* [What to do] Rewrite the records, starting at their beginning and ending at the line that contains "145), (368, 145)]". Change "sample output" to "example output" and keep everything else the same.

>> BEGIN Data shown

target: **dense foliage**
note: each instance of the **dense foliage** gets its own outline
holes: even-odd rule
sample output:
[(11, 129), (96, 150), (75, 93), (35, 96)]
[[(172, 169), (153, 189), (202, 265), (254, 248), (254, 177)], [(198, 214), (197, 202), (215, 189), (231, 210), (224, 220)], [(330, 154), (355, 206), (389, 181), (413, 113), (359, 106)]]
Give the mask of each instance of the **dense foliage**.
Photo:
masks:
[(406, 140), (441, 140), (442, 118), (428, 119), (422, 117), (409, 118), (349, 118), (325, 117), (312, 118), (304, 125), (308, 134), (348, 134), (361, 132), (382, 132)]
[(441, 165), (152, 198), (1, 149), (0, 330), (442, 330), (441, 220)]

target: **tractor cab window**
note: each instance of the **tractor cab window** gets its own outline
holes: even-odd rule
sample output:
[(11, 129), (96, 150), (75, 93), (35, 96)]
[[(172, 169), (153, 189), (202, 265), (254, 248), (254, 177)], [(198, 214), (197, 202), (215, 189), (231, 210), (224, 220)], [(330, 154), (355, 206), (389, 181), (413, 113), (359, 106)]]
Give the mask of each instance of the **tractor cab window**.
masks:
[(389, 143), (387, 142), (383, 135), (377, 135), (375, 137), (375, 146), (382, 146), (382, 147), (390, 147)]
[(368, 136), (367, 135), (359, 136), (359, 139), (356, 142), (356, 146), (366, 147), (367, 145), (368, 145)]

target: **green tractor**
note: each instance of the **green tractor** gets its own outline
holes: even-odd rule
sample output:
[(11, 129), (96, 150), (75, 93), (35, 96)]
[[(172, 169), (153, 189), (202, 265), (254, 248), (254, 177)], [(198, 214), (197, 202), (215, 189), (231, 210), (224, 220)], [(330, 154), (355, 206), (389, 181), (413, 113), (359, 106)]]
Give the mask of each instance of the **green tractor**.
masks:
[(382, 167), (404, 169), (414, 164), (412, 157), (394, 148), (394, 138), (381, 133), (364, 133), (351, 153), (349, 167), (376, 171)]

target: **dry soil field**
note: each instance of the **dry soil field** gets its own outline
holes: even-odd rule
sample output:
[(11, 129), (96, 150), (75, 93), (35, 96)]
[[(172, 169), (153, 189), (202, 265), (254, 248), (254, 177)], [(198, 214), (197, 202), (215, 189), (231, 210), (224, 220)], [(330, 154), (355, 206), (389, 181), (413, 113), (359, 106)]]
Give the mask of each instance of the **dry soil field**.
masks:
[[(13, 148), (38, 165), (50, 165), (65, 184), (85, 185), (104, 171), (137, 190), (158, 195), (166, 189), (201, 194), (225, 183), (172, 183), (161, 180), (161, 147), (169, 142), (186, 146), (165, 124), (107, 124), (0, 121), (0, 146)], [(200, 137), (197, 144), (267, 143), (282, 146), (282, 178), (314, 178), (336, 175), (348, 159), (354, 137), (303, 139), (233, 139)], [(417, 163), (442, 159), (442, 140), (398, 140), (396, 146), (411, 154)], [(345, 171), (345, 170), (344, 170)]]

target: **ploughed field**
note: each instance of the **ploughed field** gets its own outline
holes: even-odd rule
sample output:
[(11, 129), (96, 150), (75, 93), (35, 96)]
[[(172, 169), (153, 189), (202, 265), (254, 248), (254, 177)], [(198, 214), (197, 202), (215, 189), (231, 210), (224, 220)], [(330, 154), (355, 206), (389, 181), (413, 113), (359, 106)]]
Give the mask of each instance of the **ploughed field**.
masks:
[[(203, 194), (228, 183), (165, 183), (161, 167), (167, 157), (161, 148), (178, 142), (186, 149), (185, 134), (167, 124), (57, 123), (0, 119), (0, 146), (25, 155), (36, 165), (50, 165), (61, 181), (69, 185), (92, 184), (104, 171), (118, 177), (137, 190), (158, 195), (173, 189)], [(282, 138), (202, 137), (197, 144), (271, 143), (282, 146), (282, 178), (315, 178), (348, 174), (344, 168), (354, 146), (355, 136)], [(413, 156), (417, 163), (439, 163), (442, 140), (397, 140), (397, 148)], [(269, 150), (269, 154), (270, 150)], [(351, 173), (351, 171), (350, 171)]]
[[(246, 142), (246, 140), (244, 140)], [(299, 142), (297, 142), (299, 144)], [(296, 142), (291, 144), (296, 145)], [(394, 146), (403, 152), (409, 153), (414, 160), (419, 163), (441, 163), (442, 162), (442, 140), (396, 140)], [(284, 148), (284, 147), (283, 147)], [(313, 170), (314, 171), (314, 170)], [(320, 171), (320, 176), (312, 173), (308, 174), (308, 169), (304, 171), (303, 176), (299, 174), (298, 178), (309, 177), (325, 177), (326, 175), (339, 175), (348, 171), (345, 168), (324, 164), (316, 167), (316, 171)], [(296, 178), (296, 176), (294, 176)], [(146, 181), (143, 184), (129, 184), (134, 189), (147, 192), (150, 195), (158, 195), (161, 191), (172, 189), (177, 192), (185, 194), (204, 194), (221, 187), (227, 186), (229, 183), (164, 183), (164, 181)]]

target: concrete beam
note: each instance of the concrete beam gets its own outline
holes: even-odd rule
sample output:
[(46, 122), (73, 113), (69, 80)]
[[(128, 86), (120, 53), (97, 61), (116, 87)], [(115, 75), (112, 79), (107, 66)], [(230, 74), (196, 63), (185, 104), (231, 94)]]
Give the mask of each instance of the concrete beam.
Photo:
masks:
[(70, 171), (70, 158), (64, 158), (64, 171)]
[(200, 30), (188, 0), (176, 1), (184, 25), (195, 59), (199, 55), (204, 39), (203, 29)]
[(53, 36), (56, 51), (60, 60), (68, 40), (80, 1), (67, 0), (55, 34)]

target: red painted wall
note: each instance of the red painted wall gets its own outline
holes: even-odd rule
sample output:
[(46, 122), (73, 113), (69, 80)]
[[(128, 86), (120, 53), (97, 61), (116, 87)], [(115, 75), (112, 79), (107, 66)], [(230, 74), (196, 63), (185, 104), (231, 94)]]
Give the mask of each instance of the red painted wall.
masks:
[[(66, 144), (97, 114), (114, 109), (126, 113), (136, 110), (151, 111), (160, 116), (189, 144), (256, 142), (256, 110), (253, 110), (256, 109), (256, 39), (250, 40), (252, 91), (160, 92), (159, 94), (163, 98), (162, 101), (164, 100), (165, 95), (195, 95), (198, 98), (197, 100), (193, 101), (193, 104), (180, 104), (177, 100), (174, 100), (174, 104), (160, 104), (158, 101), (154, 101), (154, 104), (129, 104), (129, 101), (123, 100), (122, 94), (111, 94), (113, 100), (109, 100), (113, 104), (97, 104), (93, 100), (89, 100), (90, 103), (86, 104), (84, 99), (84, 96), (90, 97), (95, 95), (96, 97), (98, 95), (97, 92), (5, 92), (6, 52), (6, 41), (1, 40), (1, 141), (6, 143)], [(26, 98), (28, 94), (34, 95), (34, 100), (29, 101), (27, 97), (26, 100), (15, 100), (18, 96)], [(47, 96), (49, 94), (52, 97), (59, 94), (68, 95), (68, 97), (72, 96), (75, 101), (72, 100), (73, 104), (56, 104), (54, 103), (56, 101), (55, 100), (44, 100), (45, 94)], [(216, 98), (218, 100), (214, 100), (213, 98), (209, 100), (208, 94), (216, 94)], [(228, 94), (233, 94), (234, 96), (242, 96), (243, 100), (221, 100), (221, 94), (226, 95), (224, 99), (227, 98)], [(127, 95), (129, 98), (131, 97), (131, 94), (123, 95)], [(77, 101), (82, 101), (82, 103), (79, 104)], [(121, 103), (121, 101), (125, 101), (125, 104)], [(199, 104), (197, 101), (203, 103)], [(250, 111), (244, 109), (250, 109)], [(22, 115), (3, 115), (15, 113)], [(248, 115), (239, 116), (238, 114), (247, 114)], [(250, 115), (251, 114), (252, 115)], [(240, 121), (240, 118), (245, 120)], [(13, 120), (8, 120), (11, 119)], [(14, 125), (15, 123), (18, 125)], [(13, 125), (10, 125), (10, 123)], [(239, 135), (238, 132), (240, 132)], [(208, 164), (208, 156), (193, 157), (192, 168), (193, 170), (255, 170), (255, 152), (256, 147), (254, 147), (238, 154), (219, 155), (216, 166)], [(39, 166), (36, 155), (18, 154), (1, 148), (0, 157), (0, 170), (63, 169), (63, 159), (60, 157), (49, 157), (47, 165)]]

>> END Data shown

* [Response]
target: **dense foliage**
note: each instance of the **dense foliage** gets its own outline
holes: even-odd rule
example output:
[(11, 129), (96, 150), (75, 93), (35, 96)]
[[(172, 169), (153, 189), (202, 265), (254, 248), (254, 177)], [(198, 214), (197, 202), (215, 189), (231, 210), (224, 220)], [(330, 154), (355, 206), (389, 181), (413, 113), (359, 106)]]
Give the mask of each instance of the **dense foliage**.
Photo:
masks:
[(406, 140), (441, 140), (442, 118), (428, 119), (422, 117), (409, 118), (349, 118), (325, 117), (312, 118), (304, 125), (308, 134), (348, 134), (361, 132), (382, 132)]
[(441, 165), (152, 198), (1, 149), (0, 330), (442, 330), (441, 220)]

target: **tractor cab window**
note: each instance of the **tractor cab window** gets its own outline
holes: even-odd rule
example output:
[(11, 129), (96, 150), (75, 93), (35, 96)]
[[(172, 169), (153, 189), (202, 265), (254, 248), (254, 177)], [(198, 214), (197, 202), (215, 189), (231, 210), (224, 220)], [(330, 154), (355, 206), (389, 181), (413, 113), (359, 106)]]
Give the mask of each instance of the **tractor cab window**.
masks:
[(389, 143), (387, 142), (383, 135), (377, 135), (375, 137), (375, 146), (382, 146), (382, 147), (390, 147)]
[(368, 136), (367, 135), (359, 136), (359, 139), (356, 142), (356, 146), (366, 147), (367, 145), (368, 145)]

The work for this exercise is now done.